April 8, 2010 at 9:39 pm (By Rodjean)

The call came the afternoon before Good Friday. They obtained custody of their teenaged grandson from their daughter six months before. Now during Spring Break a driver crossed the center line on a California highway. Grandma was still in the hospital, and their grandson lay dead in a Las Vegas mortuary. The twist was that the boy’s mother was fighting them over disposal of his body. She obtained lawyers based on the promise of a wrongful death suit against the driver of the other car. It turns out that the custody order didn’t survive the death of the boy, so the parents have priority in deciding what to do with his lifeless body.

It seemed a travesty on top of a tragedy to the grandparents. The mother was diagnosed with borderline personality disorder. She abused her son badly enough that she went to prison when the boy was two, but regained custody thereafter. The grandparents had acted when the kid, beaten and bullied, refused after a visit to go back to Miami with his mother. He hated the town and he wanted nothing to do with her. The court appointed psychiatrist said the relationship with Mom was awful. She hit her son and gave him a black eye between court hearings. Her lawyers finally convinced her she was going to lose and she conceded custody to the grandparents last fall.

━━━━━━━━━━━━━━━━━━━━

> **Work request**:
Please copy the passage about the custody dispute word for word, starting with "It seemed a" and going on through "grandparents last fall.".

━━━━━━━━━━━━━━━━━━━━

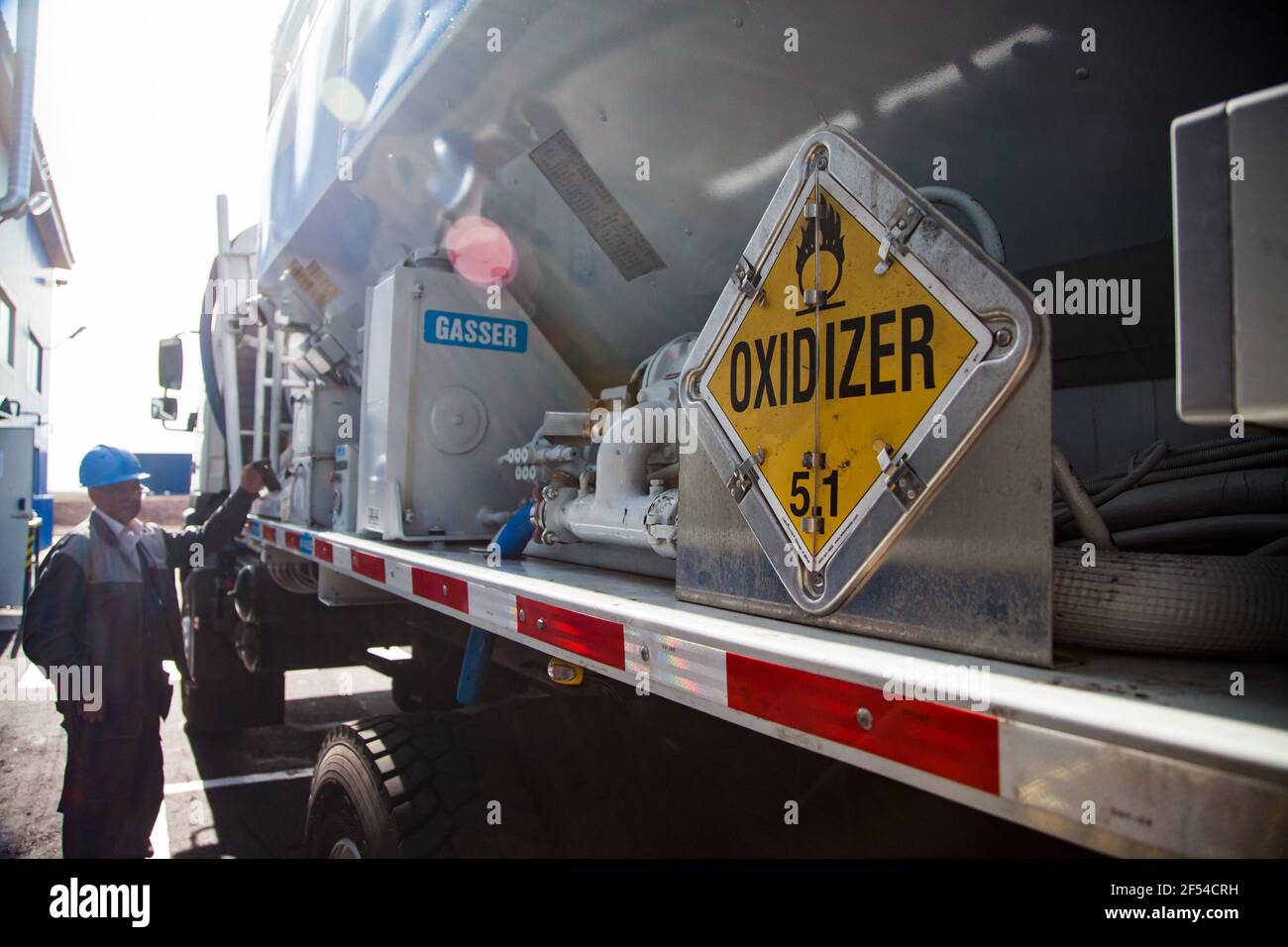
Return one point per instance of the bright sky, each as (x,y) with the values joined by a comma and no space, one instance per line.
(149,110)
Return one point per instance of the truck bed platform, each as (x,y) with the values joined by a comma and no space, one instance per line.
(1122,754)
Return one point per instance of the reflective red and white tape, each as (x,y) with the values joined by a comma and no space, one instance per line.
(977,758)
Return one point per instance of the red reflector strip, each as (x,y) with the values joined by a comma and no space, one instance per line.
(954,744)
(368,565)
(597,639)
(442,589)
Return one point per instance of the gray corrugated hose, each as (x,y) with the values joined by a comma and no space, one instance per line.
(1172,604)
(14,201)
(990,237)
(1085,513)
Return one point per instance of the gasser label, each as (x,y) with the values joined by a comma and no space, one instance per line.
(476,331)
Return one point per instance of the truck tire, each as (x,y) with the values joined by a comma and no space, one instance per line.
(528,777)
(226,696)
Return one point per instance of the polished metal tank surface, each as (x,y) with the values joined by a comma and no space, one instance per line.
(679,119)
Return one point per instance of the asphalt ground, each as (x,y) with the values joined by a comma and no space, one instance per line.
(720,789)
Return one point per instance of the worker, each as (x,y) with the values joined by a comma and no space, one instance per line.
(102,616)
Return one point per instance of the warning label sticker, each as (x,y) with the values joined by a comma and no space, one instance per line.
(576,182)
(816,384)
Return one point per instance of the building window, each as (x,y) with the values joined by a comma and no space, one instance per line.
(35,364)
(7,326)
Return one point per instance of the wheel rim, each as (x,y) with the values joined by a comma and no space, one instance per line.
(344,848)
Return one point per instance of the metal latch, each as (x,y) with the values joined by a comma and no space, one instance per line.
(907,215)
(902,480)
(743,476)
(747,279)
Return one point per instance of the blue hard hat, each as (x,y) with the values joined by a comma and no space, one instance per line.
(104,466)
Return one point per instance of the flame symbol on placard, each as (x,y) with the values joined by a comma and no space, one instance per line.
(833,243)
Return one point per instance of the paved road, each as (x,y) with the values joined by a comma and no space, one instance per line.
(239,795)
(721,789)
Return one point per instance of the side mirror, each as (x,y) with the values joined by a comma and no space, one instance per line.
(165,408)
(170,364)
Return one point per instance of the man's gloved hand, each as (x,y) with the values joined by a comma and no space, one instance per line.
(253,480)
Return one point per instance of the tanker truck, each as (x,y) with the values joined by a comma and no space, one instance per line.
(900,386)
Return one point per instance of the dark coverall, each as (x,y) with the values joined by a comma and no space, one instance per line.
(97,605)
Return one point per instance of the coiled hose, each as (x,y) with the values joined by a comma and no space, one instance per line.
(1172,604)
(1160,603)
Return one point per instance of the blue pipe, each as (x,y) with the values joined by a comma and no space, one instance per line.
(510,541)
(478,651)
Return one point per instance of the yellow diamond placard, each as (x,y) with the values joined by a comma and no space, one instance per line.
(866,361)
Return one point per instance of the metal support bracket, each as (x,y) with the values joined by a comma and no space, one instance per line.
(747,279)
(745,475)
(902,480)
(907,217)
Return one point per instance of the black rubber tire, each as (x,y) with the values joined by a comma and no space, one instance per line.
(404,787)
(227,697)
(424,785)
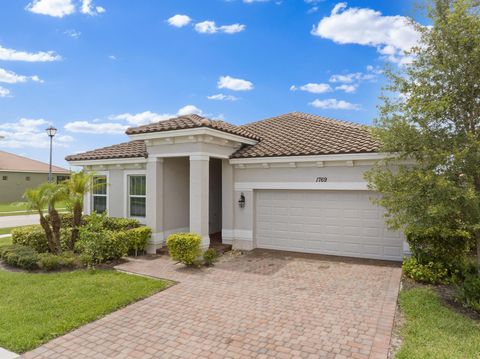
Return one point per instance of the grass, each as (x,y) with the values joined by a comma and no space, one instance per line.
(35,308)
(20,208)
(433,330)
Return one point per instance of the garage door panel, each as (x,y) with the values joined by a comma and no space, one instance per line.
(330,222)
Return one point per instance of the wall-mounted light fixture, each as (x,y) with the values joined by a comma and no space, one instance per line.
(241,201)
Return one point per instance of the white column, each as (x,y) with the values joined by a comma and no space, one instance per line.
(199,183)
(227,203)
(154,215)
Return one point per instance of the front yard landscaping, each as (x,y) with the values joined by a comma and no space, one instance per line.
(35,308)
(434,330)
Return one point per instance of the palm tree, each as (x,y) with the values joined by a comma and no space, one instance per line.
(47,194)
(77,186)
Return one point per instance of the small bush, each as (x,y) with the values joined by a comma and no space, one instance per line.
(469,292)
(184,247)
(19,256)
(34,237)
(49,261)
(97,245)
(210,256)
(433,273)
(137,239)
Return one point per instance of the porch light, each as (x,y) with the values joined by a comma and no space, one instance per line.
(241,201)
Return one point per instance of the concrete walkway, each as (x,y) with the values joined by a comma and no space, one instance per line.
(263,304)
(21,220)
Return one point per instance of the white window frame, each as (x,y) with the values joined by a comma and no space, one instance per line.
(126,190)
(106,175)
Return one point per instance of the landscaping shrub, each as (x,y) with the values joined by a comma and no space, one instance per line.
(49,261)
(432,272)
(19,256)
(210,256)
(448,248)
(97,245)
(184,247)
(137,239)
(34,237)
(469,291)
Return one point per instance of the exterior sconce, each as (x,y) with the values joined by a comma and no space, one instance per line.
(241,201)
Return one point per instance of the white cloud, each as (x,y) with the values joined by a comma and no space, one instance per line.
(222,97)
(88,9)
(11,77)
(14,55)
(56,8)
(73,33)
(189,110)
(228,82)
(179,20)
(30,133)
(4,92)
(209,27)
(313,88)
(334,104)
(391,35)
(347,88)
(98,126)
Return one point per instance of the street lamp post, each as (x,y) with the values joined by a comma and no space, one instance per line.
(51,131)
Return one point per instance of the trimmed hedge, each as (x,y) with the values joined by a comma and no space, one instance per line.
(34,236)
(184,247)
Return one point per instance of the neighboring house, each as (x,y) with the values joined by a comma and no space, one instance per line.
(293,182)
(17,173)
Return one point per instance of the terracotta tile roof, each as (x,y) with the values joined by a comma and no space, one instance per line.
(191,121)
(15,163)
(130,149)
(292,134)
(296,134)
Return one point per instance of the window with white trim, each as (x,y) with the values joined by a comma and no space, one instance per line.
(99,194)
(137,196)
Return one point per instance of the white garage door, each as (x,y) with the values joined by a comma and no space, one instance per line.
(342,223)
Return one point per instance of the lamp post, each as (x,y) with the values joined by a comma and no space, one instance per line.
(51,131)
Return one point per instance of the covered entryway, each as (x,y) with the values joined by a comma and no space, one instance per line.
(342,223)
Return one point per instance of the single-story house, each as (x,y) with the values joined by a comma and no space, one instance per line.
(292,182)
(18,173)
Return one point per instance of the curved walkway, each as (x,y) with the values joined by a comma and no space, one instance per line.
(263,304)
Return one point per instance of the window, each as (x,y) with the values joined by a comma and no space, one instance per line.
(137,196)
(99,195)
(60,179)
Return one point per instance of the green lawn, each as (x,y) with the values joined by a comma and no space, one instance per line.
(19,208)
(433,330)
(35,308)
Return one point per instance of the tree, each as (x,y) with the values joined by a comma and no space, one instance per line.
(77,186)
(47,194)
(429,122)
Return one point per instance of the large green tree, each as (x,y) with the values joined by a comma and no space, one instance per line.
(430,124)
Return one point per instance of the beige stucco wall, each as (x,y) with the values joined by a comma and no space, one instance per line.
(13,188)
(176,194)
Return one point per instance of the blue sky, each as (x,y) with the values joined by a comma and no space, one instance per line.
(94,67)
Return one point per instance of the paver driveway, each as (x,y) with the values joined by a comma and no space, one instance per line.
(262,304)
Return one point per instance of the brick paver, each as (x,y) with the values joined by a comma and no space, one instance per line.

━━━━━━━━━━━━━━━━━━━━

> **Final answer**:
It seemed a travesty on top of a tragedy to the grandparents. The mother was diagnosed with borderline personality disorder. She abused her son badly enough that she went to prison when the boy was two, but regained custody thereafter. The grandparents had acted when the kid, beaten and bullied, refused after a visit to go back to Miami with his mother. He hated the town and he wanted nothing to do with her. The court appointed psychiatrist said the relationship with Mom was awful. She hit her son and gave him a black eye between court hearings. Her lawyers finally convinced her she was going to lose and she conceded custody to the grandparents last fall.